[Text extract start]

Pierre Pélissier was a pioneer for deaf education in France in the mid-19th century. He was born September 22, 1814, in Gourdon, Lot, and died April 30, 1863. He was a teacher of the deaf and also wrote a dictionary for an early form of French Sign Language in 1856. He studied first at Rodez and Toulouse, under Abbot Chazottes. He then became a teacher at the School of the Deaf in Toulouse. He was the deputy secretary of the Central Society for Deaf Mutes in Paris in 1842. At 29, in 1843, he went to Paris to teach at the Imperial School for Deaf Mutes, until his death.

He is also noted for having been a poet.
The following is an excerpt from one of his poems:
Dans l'œil tu mis tous les dons de l'oreille,
Aux mains, la voix, dans le corps, des spirits:
Et, par leur chant, couronnant ta merveille,
Les sourds-muets se proclament tes fils.

Pélissier's writings
 Choix de poésies d'un sourd-muet, 1834–1845, published 1850.
 Les sourds-muets au XIX siècle : avec un alphabet manuel, 1846.

[Text extract end]
[Data rows start]

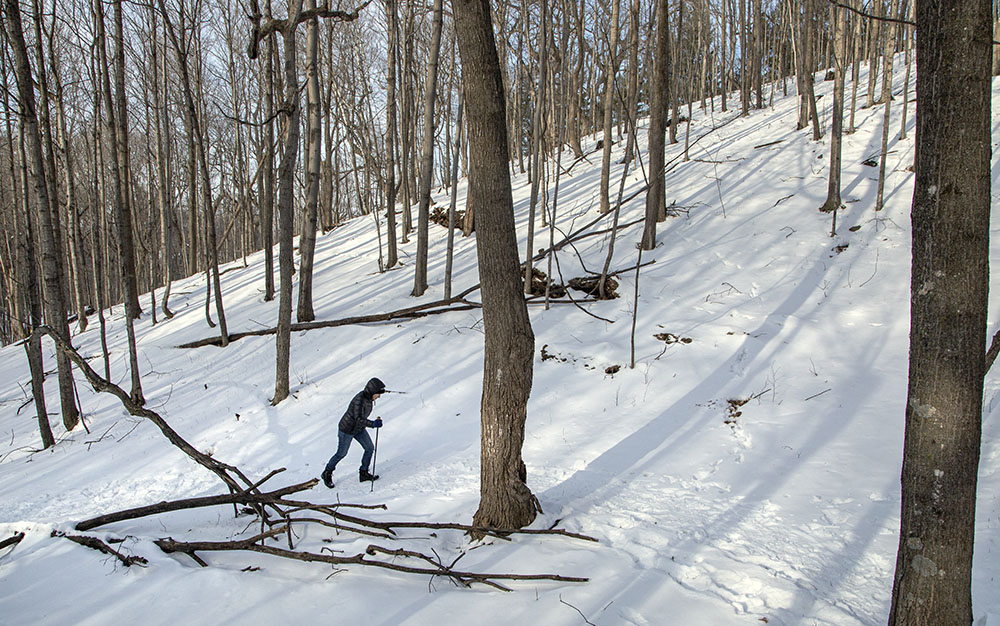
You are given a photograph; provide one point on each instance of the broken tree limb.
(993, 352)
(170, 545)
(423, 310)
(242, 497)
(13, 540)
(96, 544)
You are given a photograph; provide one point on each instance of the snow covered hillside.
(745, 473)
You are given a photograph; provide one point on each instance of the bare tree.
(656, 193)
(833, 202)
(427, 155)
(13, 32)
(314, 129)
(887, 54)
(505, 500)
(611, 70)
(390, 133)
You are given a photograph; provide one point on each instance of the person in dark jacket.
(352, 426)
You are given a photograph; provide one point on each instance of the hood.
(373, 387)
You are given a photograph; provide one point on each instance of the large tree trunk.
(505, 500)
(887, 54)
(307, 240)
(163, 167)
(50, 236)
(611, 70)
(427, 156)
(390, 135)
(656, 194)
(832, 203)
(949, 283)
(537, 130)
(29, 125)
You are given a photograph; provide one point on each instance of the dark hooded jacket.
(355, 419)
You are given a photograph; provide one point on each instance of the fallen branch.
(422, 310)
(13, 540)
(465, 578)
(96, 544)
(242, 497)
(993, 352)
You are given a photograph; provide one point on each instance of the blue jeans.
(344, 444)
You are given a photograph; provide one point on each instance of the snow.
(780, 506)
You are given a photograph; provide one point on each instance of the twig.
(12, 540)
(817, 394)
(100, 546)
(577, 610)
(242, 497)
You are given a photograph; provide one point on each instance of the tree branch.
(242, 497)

[Data rows end]
[Data rows start]

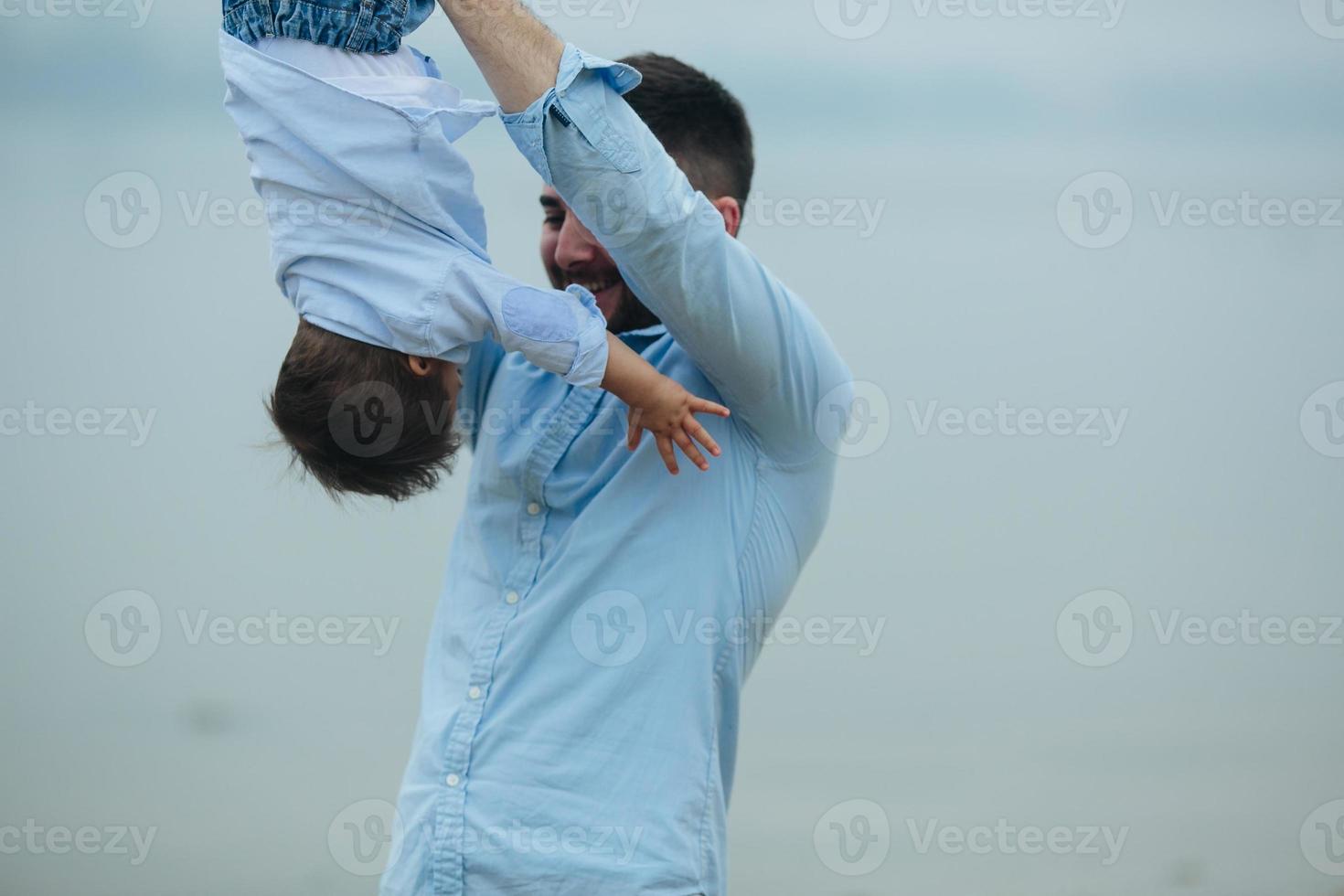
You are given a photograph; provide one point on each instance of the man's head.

[Data rows end]

--- Tasks for this exercise ---
[1] Translate this sentence from the biography of Pierre Pélissier into Spanish: "He was a teacher of the deaf and also wrote a dictionary for an early form of French Sign Language in 1856."
[2] From the biography of Pierre Pélissier, copy the passage between "He is also noted" and "alphabet manuel, 1846.", inclusive.

--- Task solutions ---
[1] Fue profesor de sordos y también escribió un diccionario para una forma temprana de la lengua de señas francesa en 1856.

[2]
He is also noted for having been a poet.
The following is an excerpt from one of his poems:
Dans l'œil tu mis tous les dons de l'oreille,
Aux mains, la voix, dans le corps, des spirits:
Et, par leur chant, couronnant ta merveille,
Les sourds-muets se proclament tes fils.

Pélissier's writings
 Choix de poésies d'un sourd-muet, 1834–1845, published 1850.
 Les sourds-muets au XIX siècle : avec un alphabet manuel, 1846.